Exercise brief:
Rewrite the data from the line containing "of the wooden" down to the end, replacing "wooden rafter" with "timber beam" and changing nothing else. Give only those lines.

Records provided:
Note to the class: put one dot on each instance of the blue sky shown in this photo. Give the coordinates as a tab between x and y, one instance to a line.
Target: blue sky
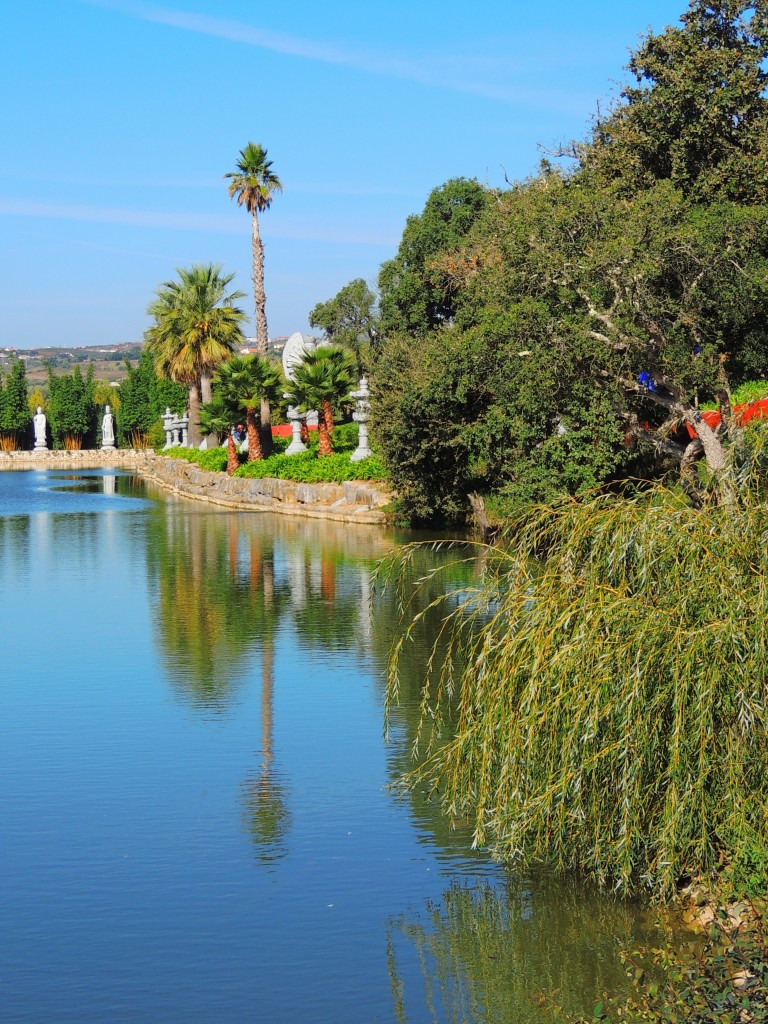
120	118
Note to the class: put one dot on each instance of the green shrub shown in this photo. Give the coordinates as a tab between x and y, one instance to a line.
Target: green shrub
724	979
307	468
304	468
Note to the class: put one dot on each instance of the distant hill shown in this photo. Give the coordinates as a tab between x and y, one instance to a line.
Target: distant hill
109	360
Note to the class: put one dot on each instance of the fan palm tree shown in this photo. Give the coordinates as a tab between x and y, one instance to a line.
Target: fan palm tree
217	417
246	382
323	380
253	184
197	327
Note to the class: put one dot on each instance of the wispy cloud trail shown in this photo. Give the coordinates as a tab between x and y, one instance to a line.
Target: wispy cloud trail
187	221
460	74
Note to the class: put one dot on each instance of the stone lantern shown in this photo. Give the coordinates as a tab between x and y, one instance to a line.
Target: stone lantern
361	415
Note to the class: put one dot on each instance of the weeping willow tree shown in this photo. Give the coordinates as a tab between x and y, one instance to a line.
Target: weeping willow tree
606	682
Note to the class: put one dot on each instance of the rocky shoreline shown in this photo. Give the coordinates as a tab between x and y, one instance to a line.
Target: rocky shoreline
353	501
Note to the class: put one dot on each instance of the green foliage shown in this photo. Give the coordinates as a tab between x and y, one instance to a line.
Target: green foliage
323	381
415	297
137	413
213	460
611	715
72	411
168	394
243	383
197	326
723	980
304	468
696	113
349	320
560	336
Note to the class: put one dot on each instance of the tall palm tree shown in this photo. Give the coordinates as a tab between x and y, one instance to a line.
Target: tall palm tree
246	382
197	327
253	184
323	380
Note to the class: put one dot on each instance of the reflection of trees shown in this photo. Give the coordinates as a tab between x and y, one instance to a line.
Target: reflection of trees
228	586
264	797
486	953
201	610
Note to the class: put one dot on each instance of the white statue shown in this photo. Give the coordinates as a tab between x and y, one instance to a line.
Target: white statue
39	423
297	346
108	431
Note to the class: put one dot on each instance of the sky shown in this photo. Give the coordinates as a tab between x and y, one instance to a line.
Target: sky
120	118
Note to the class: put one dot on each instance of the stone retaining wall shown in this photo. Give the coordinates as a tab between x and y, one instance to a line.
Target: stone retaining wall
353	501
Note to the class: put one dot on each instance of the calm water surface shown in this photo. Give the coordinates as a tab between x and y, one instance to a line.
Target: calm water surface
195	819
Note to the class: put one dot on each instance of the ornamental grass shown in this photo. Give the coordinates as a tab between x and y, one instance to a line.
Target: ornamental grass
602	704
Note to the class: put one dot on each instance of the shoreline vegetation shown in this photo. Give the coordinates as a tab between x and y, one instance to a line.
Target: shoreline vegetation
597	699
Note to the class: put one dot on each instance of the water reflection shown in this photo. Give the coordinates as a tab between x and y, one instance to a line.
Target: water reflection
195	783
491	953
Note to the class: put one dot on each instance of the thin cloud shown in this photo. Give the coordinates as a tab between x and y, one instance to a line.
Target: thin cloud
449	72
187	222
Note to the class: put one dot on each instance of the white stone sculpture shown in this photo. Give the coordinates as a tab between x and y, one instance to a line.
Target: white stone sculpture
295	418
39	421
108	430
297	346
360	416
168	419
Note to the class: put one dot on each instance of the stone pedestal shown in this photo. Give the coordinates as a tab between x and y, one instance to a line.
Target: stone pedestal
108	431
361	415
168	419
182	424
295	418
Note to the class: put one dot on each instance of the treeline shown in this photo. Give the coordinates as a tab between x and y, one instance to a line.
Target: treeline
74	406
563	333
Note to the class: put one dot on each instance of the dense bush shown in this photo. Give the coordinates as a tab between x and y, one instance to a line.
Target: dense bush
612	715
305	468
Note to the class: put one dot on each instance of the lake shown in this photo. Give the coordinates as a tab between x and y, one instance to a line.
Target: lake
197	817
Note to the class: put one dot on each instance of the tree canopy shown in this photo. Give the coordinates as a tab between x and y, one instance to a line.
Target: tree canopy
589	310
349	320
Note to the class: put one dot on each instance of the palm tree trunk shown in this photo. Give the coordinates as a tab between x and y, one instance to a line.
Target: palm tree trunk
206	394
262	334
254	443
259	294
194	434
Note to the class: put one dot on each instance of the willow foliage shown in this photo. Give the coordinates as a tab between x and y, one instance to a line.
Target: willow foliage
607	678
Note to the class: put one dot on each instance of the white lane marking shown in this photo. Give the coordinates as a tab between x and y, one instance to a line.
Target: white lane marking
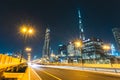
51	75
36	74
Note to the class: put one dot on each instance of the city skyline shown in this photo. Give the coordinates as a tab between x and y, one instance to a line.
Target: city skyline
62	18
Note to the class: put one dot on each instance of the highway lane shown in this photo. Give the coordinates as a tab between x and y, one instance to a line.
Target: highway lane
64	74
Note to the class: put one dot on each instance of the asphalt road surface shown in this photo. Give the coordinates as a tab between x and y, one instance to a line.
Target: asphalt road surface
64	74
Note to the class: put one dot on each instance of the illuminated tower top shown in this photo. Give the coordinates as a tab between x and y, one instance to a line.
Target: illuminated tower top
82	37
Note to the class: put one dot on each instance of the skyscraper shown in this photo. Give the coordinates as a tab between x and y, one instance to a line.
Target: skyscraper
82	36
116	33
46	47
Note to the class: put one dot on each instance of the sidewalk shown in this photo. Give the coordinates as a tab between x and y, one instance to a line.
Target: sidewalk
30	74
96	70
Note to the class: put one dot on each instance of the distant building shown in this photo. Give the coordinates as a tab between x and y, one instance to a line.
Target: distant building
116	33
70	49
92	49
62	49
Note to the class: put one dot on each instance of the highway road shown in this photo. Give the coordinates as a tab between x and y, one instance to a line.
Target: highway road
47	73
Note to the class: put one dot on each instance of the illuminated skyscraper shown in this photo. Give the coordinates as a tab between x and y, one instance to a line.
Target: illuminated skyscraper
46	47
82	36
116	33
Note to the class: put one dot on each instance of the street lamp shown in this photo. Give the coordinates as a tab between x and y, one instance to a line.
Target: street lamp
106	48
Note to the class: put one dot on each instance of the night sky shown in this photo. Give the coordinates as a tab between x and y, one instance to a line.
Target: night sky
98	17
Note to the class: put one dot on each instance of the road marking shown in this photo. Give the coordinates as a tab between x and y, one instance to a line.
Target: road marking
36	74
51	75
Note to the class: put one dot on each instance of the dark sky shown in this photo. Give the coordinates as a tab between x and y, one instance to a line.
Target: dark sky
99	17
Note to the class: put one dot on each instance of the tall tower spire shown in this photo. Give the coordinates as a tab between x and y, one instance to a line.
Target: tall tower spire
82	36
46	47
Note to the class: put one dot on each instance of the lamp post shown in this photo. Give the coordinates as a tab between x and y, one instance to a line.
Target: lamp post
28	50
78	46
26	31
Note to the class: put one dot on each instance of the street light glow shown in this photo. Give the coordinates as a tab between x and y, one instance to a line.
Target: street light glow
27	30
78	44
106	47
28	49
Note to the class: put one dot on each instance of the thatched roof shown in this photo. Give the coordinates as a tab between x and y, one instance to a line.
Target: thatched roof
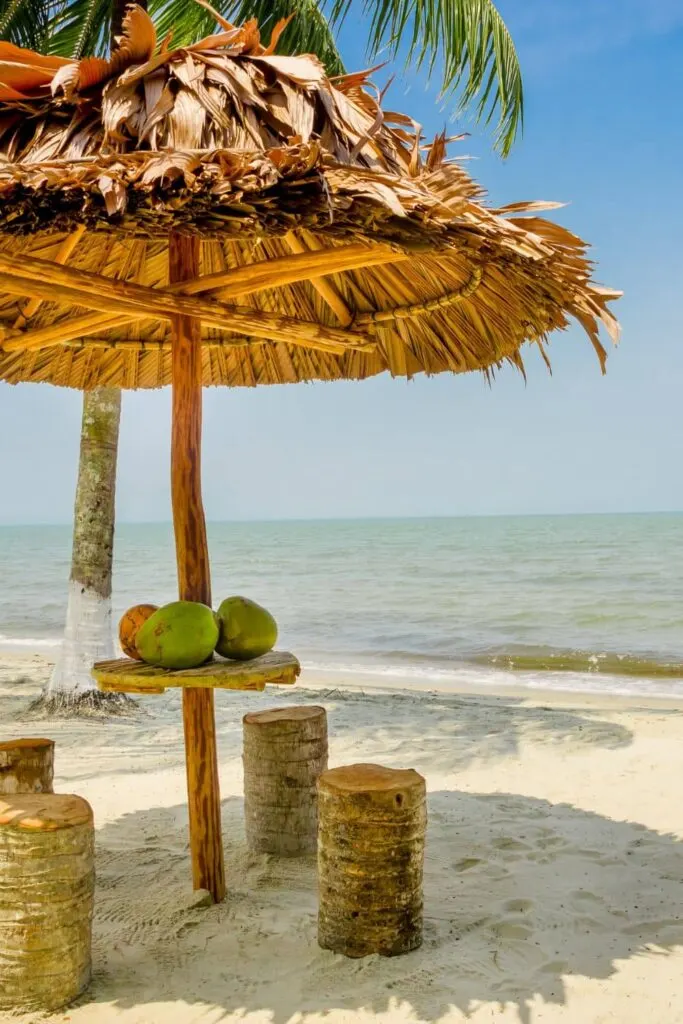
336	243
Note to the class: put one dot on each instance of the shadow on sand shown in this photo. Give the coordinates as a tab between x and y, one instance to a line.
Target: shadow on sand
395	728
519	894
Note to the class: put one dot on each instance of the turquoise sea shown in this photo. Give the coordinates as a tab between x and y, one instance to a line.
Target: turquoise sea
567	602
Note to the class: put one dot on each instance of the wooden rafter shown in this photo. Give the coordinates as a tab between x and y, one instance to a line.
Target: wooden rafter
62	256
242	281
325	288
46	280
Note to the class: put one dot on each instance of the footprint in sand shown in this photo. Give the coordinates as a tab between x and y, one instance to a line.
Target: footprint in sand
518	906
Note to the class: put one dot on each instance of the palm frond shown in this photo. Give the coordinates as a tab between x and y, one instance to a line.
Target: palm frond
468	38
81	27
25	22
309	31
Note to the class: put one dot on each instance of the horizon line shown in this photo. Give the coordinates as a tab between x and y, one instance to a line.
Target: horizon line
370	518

Output of the task:
Note to the class: put one dot on each instance of the timber beam shown in this photo. Give the coordinates as a tab between x and y, one instance to a line.
Target: timber beam
62	256
242	281
325	288
46	280
Note to the class: put one dot on each instance of the footprint in sand shown in this photo. Give the coordinates as a tab between x and y, one instance to a line.
Target: footprint in sand
518	906
Note to the class: put one dot on each instance of the palm frond shown in this photo. Give the coordinates as a tab between x and y, one instance to a line.
Target: palm frond
468	38
81	27
25	22
309	31
Note to the class: put one dot on each instance of the horizon line shown in this photo. Give the coordinates as a tab between x and y, one instance to a line.
Target: horizon line
370	518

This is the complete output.